- **What the task requires**:
Everything from the line holding "Where can the green hedge" through the last line of the listing needs to be repeated exactly, with no other lines.

- **Dataset extract**:
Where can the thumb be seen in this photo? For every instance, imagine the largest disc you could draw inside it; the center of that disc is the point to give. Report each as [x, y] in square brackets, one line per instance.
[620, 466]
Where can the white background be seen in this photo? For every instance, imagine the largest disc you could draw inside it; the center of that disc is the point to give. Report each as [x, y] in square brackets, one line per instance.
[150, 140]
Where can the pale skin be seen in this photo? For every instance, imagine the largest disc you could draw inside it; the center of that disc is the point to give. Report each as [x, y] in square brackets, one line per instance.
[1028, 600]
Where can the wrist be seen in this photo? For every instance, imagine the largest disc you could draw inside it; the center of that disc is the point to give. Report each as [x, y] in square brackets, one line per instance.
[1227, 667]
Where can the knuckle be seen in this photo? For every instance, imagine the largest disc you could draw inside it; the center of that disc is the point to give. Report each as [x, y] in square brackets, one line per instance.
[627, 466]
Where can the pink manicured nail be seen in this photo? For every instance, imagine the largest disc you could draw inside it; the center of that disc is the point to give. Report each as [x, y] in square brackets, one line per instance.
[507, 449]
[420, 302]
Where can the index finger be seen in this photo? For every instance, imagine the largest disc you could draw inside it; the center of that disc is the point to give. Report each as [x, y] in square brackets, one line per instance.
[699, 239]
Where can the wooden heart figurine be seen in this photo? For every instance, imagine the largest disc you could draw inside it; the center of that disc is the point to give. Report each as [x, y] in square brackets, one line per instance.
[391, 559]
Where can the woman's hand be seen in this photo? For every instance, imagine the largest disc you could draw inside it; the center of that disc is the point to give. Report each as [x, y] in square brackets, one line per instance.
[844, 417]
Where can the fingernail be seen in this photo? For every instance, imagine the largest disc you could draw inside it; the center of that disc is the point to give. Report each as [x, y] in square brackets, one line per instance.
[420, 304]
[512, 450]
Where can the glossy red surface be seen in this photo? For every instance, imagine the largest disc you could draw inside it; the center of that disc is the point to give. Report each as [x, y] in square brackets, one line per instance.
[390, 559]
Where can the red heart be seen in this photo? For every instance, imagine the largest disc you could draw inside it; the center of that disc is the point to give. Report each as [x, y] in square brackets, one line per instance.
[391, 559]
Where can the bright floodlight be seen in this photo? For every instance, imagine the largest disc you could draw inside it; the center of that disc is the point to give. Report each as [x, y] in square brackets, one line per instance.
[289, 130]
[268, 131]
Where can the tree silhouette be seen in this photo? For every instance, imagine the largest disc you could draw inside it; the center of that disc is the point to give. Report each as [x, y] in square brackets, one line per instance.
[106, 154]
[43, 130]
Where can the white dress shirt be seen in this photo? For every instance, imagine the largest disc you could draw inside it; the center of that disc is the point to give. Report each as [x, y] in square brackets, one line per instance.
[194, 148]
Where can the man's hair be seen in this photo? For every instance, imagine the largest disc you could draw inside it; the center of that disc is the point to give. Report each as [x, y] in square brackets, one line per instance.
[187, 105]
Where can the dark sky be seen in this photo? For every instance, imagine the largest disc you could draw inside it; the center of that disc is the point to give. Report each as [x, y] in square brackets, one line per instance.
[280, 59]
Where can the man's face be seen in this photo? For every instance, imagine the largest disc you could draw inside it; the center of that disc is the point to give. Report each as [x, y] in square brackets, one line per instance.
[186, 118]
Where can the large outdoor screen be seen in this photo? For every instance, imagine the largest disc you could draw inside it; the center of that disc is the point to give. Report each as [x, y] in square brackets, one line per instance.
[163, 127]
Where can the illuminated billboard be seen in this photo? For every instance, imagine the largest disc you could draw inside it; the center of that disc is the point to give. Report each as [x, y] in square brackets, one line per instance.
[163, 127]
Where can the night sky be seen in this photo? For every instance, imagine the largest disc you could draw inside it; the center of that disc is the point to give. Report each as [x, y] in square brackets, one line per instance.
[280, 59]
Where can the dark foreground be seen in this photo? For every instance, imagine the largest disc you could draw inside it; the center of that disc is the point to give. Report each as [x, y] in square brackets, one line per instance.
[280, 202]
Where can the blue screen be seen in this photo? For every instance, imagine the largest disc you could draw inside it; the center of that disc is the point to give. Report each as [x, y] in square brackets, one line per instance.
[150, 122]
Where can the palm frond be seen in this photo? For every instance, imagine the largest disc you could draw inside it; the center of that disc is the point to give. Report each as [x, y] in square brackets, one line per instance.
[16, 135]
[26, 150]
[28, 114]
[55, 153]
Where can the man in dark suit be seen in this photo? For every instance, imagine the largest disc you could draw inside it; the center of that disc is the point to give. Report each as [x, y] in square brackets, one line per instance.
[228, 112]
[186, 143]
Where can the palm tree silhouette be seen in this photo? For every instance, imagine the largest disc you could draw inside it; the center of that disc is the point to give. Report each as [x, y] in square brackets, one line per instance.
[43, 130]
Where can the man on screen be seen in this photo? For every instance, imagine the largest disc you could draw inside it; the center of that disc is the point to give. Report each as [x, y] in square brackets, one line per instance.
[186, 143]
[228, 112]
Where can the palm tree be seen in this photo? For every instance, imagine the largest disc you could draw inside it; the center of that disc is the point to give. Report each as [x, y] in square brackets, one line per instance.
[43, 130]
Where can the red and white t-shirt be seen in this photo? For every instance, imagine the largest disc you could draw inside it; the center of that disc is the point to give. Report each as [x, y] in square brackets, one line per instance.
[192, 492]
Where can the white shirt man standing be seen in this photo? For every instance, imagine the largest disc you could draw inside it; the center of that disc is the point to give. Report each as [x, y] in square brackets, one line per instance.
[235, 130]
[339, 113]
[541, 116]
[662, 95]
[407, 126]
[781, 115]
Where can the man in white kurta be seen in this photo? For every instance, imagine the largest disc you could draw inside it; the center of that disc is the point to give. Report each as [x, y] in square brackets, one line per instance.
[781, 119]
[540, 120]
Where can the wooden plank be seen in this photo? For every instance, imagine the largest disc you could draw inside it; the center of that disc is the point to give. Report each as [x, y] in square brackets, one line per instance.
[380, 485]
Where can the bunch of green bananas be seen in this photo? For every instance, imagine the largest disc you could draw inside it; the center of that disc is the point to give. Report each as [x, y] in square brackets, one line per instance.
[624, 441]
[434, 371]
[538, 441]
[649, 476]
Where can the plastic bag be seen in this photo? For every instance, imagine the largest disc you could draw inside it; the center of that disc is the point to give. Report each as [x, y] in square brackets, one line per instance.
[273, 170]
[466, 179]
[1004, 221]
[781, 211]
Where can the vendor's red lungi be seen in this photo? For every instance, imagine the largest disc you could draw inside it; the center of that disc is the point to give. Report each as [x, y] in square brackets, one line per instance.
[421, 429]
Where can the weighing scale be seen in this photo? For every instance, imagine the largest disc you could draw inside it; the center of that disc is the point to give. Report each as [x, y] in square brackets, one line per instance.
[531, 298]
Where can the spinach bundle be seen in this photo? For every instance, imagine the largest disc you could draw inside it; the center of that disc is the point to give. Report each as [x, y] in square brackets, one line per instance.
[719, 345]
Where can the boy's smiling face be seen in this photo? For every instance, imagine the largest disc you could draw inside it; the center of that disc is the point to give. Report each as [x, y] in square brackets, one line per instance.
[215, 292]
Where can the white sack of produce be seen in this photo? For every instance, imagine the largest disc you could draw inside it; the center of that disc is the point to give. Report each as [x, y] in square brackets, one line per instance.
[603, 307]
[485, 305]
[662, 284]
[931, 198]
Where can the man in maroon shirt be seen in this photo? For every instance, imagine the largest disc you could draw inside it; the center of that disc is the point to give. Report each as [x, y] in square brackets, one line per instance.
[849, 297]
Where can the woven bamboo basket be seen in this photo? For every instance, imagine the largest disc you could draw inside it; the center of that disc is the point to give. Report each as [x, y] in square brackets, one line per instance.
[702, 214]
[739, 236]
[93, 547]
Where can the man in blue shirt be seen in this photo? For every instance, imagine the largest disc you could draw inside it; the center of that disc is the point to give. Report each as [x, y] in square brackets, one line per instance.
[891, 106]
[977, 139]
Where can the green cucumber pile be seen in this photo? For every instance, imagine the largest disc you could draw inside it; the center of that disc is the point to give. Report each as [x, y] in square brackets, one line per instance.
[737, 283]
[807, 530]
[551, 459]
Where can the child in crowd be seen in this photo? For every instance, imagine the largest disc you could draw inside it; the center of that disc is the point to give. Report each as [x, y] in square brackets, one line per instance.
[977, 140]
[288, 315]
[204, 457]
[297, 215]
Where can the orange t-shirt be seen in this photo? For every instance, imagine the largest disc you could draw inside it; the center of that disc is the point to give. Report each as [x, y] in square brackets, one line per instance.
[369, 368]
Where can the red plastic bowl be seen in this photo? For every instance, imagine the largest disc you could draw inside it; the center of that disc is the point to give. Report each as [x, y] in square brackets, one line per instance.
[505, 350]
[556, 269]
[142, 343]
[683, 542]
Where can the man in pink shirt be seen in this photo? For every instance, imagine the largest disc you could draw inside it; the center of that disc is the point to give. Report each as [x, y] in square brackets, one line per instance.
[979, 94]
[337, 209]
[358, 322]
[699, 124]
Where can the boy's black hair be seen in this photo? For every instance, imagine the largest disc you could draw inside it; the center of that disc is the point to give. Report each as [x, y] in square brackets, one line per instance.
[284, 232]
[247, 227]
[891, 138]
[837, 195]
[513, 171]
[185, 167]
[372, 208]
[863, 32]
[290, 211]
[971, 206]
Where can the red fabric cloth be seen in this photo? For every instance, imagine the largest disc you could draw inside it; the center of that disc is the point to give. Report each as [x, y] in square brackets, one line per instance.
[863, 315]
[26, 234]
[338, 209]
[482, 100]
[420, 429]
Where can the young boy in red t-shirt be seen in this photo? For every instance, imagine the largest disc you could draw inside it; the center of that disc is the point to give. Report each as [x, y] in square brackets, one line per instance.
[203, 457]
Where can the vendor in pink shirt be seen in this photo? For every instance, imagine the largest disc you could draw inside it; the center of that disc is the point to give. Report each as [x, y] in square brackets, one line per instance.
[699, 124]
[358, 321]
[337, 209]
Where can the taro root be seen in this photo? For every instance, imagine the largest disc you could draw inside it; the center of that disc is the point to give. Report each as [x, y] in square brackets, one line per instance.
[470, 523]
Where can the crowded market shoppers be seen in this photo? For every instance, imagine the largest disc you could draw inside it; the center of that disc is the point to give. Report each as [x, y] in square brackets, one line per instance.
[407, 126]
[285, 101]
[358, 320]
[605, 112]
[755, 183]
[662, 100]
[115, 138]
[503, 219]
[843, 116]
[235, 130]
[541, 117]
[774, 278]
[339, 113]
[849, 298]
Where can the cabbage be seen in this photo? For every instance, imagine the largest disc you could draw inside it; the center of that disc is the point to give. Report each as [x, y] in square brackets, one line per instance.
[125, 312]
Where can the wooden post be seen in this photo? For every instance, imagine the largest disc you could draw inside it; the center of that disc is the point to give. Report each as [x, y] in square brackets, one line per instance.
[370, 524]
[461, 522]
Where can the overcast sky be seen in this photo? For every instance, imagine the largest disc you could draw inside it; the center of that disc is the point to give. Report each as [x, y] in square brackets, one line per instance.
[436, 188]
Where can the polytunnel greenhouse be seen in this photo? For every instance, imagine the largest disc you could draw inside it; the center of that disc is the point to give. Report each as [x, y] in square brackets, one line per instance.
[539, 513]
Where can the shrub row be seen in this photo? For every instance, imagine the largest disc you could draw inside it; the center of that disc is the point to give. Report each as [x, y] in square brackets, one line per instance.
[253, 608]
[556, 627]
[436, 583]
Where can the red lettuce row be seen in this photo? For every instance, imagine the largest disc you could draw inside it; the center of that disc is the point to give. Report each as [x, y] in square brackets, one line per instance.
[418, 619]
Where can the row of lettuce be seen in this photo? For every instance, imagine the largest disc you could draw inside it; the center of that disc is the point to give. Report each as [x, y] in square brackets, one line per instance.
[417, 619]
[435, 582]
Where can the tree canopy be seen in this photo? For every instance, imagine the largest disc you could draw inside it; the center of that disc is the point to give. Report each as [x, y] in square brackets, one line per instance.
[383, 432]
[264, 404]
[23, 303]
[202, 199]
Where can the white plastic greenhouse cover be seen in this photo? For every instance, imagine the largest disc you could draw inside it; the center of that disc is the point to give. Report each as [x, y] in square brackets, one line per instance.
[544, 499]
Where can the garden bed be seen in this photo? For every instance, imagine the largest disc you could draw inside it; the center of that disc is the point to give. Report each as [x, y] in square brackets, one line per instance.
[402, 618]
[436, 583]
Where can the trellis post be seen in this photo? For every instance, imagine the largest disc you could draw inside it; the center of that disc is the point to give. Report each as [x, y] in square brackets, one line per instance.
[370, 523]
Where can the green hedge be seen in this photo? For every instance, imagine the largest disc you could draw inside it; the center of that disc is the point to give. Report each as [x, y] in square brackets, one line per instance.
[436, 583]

- **Exercise response**:
Where can the green hedge be seen in this photo? For every instance, imagine the largest disc you could draw inside it; the center of that disc is the point to give. Report each as [x, y] in square brackets, one line per instance.
[436, 583]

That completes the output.